## Material for this task

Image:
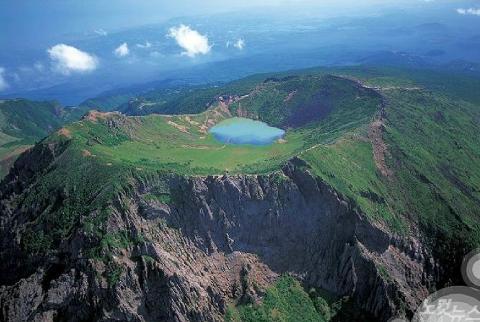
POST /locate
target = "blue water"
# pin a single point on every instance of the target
(239, 130)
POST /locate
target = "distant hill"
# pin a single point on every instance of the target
(367, 205)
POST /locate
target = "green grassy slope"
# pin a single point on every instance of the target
(24, 122)
(403, 149)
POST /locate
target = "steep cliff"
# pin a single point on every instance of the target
(374, 198)
(182, 248)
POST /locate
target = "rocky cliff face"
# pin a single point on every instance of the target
(207, 242)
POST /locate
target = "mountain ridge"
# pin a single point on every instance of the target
(351, 208)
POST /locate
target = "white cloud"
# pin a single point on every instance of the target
(146, 45)
(101, 32)
(469, 11)
(67, 59)
(190, 40)
(122, 50)
(3, 83)
(239, 44)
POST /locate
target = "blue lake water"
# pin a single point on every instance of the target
(239, 130)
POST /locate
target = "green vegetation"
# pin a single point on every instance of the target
(286, 300)
(419, 167)
(24, 122)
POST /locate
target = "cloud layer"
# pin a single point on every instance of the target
(190, 40)
(3, 83)
(122, 50)
(469, 11)
(239, 44)
(68, 59)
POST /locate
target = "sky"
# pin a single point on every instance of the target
(50, 42)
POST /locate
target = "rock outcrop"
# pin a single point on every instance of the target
(213, 241)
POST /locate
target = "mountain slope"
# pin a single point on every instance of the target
(24, 122)
(149, 218)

## What this task involves
Find each line in the entries above that contains the string "cliff", matching case exactly, and copy those lines.

## Exercise answer
target = "steep cliff"
target = "rocky cliff face"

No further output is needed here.